▸ Aim of the exercise
Give back all of the data exactly as written.
(Entries supplied begins)
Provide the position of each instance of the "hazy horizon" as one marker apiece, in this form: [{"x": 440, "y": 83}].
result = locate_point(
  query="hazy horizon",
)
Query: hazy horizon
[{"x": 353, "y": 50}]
(Entries supplied ends)
▸ Exercise answer
Provide the position of each instance of the "hazy horizon" as one marker apiece, in this form: [{"x": 440, "y": 83}].
result = locate_point(
  query="hazy horizon",
)
Query: hazy horizon
[{"x": 353, "y": 50}]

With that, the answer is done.